Condensez sous forme de liste le paragraphe de l'extrait qui s'ouvre sur « Promouvoir « la culture de la vie » », en conservant ses idées principales.

**EXTRAIT**
■ ■ ■
Je conclus avec une note sur l’un des thèmes qui ont provoqué le plus de douleurs cuisantes, sans intention d’en épuiser le sujet.
Promouvoir « la culture de la vie » (heureuse expression du bienheureux Jean-Paul II) ne consiste pas à crier plus fort et plus de fois encore ; « Non à l’avortement ! ». Il faudra le dire à chaque fois que cela sera opportun et nécessaire, avec la plus grande intelligence et efficacité possible, et même avec l’astuce de cet administrateur que loue aussi l’Évangile. Il faudra chercher des alliances, des arguments, des mobilisations, des premières pages dans les journaux…Mais tout cela sera inutile si nous ne sommes pas capables de montrer à l’homme ou à la femme blessés par le scepticisme et la méfiance, que la vie est toujours un grand bien. Et cela nous ne l’obtiendrons pas avec des campagnes ou des discours, mais en embrassant la vie de chacun de nous dès l’origine, depuis sa réalité telle qu’elle est, depuis ses plaies les plus ténébreuses. Comme l’a fait François (ndt celui d’Assise, je présume) avec le lépreux. Comme l’a fait Jésus avec la prostituée (ndt à qui il a bien appris qu’elle ne devait plus pêcher, il me semble), le collecteur d’impôts, l’oppresseur romain. Sans attendre qu’ils soient « à point ».
■ ■ ■
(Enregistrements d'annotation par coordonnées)

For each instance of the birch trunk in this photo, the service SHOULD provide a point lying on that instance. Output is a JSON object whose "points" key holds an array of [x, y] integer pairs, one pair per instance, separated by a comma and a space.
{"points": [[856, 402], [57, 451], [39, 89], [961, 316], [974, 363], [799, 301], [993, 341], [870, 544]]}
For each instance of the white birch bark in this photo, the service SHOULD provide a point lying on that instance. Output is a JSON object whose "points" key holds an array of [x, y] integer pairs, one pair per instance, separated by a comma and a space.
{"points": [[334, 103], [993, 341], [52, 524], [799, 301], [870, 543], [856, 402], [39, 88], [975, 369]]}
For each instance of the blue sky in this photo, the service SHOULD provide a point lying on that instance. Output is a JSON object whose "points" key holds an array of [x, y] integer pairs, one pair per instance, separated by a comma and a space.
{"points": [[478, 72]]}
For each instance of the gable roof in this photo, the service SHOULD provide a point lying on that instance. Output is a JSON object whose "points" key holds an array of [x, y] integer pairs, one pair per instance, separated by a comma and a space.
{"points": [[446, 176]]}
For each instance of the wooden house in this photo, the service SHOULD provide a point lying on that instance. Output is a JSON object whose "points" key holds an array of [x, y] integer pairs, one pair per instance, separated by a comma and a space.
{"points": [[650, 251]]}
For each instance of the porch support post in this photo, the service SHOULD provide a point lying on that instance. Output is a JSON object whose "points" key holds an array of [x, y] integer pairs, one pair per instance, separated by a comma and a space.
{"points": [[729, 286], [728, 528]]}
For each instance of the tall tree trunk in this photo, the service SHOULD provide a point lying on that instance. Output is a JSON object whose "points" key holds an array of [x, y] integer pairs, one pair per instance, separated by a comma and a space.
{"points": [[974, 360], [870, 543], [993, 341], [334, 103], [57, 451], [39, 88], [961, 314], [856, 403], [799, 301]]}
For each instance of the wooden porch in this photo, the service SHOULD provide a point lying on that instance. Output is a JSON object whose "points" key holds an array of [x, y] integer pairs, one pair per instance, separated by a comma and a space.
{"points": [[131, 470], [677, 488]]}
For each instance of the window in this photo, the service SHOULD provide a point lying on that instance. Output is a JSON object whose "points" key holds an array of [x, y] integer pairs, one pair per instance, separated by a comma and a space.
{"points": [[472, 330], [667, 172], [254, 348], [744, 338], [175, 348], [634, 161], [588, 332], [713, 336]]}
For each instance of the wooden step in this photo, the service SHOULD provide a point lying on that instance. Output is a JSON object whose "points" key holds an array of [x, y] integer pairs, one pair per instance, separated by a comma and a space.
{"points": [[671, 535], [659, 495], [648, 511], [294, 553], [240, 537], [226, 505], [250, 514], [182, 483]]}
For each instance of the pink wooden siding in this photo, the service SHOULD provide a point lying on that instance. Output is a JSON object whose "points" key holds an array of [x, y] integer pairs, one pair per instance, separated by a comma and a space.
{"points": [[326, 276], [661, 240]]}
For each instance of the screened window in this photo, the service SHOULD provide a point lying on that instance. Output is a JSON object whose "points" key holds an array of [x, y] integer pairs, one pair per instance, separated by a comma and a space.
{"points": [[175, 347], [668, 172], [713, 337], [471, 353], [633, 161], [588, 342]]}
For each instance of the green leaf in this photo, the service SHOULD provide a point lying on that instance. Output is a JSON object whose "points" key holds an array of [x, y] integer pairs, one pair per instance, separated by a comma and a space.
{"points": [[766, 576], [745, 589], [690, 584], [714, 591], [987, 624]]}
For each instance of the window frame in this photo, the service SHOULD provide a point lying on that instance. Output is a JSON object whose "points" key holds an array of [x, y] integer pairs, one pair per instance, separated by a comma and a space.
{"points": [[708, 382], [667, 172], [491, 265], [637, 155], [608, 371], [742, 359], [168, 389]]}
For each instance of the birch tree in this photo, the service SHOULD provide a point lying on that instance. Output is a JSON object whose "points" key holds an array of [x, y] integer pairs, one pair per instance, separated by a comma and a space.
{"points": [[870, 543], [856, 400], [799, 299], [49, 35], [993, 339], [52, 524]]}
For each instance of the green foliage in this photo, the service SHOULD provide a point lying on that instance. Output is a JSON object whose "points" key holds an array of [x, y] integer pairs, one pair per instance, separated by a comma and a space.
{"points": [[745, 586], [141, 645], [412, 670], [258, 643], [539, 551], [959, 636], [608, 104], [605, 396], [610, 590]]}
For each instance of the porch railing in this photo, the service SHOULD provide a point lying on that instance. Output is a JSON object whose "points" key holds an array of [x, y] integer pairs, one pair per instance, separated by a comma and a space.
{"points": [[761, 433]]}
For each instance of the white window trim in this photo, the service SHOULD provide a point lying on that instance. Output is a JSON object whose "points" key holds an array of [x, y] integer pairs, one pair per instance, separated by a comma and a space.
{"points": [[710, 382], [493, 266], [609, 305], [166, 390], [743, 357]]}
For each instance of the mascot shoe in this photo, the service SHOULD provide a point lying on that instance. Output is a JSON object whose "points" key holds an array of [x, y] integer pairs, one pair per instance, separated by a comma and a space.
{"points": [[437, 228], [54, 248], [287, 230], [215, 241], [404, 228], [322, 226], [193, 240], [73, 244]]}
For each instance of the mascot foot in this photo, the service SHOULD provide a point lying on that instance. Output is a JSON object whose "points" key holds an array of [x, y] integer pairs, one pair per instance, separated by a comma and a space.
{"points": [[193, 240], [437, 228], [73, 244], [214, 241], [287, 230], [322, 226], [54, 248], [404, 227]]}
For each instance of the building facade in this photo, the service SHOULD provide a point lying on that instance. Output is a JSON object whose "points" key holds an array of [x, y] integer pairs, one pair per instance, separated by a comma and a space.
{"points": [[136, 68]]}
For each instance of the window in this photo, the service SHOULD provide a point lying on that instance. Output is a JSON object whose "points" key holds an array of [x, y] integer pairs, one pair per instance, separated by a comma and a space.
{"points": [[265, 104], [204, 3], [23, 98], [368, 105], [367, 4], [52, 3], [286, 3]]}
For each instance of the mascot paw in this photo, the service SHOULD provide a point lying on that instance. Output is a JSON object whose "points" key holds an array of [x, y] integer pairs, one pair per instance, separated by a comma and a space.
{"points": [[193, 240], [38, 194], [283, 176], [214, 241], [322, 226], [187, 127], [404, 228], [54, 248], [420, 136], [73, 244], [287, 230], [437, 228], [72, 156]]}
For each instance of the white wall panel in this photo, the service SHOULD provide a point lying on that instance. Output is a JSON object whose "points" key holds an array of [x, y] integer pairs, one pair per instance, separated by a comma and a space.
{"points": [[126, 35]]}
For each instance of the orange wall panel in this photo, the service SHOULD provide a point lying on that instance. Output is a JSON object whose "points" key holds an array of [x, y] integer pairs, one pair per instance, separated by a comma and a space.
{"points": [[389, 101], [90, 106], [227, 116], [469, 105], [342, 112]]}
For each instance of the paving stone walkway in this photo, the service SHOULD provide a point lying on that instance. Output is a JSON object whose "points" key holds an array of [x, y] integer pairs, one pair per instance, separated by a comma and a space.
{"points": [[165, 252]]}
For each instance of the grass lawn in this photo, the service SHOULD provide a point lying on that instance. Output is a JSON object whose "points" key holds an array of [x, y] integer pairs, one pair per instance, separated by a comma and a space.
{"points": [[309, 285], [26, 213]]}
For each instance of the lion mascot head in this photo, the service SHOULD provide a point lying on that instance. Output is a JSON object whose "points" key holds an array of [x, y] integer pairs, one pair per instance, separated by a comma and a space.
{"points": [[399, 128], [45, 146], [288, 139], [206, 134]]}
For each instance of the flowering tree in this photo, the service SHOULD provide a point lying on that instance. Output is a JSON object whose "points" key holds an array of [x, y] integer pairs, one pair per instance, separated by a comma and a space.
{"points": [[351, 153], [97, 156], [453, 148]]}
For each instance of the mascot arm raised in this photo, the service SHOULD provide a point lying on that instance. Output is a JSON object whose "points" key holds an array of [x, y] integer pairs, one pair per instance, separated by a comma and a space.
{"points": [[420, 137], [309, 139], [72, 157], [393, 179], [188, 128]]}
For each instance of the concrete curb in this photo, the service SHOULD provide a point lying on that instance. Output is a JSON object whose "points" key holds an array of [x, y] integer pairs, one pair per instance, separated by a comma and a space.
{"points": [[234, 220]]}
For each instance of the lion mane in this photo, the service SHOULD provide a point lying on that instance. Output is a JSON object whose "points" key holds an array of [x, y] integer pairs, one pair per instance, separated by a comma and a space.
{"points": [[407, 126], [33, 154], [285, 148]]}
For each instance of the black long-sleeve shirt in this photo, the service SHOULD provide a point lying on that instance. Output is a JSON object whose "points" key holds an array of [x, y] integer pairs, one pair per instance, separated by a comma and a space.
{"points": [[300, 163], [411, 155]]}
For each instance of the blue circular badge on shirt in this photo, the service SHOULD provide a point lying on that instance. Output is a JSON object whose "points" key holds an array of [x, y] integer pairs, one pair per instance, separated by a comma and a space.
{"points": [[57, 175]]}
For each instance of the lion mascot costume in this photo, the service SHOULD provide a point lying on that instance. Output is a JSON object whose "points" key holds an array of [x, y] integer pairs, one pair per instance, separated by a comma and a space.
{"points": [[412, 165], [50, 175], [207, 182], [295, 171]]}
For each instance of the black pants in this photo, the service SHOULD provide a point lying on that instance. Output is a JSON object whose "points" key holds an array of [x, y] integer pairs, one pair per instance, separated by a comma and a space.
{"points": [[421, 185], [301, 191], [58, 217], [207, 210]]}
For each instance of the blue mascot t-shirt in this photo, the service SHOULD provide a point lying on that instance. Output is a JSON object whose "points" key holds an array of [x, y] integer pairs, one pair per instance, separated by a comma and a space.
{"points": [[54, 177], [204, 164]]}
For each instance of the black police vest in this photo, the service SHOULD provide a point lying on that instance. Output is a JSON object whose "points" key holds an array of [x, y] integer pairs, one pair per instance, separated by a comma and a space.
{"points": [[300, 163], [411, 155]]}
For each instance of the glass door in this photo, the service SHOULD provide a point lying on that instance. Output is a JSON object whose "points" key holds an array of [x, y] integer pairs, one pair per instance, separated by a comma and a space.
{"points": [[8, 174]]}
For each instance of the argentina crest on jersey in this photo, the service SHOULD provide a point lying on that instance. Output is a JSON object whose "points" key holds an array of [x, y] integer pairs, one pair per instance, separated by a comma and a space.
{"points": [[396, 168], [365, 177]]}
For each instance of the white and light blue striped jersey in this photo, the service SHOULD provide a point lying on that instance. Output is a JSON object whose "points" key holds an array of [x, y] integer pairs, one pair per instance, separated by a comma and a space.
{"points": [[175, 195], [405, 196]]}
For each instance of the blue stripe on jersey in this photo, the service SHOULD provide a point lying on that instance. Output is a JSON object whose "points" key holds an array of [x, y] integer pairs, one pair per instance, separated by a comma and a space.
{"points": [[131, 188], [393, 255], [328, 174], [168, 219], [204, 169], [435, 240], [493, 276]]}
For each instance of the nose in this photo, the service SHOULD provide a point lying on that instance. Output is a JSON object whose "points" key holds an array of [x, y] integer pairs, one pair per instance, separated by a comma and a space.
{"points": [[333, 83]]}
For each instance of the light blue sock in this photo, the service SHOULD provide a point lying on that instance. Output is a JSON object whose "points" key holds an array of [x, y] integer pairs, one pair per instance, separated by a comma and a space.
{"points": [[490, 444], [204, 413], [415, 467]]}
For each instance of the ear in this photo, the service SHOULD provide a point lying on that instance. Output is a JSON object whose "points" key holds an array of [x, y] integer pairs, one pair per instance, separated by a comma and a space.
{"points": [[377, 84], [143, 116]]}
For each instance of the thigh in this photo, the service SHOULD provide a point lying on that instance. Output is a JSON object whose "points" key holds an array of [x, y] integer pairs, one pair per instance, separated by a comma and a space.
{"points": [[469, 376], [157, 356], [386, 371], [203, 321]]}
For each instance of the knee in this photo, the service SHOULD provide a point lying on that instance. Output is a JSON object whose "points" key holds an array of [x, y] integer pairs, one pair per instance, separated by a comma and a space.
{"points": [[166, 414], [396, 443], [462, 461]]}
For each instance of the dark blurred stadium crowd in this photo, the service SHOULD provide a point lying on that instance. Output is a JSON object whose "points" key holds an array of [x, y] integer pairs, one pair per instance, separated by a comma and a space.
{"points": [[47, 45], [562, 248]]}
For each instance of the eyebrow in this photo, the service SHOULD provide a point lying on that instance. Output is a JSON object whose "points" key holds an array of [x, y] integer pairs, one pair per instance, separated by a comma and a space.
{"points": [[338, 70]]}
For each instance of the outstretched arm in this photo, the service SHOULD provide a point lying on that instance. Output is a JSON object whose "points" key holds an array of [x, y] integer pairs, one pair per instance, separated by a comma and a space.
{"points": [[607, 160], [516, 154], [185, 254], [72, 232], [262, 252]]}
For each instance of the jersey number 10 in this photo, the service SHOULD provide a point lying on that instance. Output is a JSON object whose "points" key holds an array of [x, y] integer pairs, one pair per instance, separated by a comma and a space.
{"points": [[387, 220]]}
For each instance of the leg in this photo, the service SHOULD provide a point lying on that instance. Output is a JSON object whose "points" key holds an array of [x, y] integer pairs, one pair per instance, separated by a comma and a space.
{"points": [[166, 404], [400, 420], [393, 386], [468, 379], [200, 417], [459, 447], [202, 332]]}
■ ■ ■
**RÉSULTAT**
- Promouvoir « la culture de la vie » (expression du bienheureux Jean-Paul II) ne consiste pas à crier plus fort et plus souvent « Non à l'avortement ! ».
- Il faudra le dire chaque fois que ce sera opportun et nécessaire, avec le plus d'intelligence et d'efficacité possible, et même avec l'astuce de l'administrateur que loue l'Évangile.
- Il faudra aussi chercher des alliances, des arguments, des mobilisations et des premières pages dans les journaux.
- Tout cela sera inutile si l'on ne sait pas montrer à l'homme ou à la femme blessés par le scepticisme et la méfiance que la vie est toujours un grand bien.
- On n'y parviendra pas par des campagnes ou des discours, mais en embrassant la vie de chacun dès l'origine, telle qu'elle est, jusque dans ses plaies les plus ténébreuses.
- Exemples : François avec le lépreux ; Jésus avec la prostituée, le collecteur d'impôts et l'oppresseur romain, sans attendre qu'ils soient « à point ».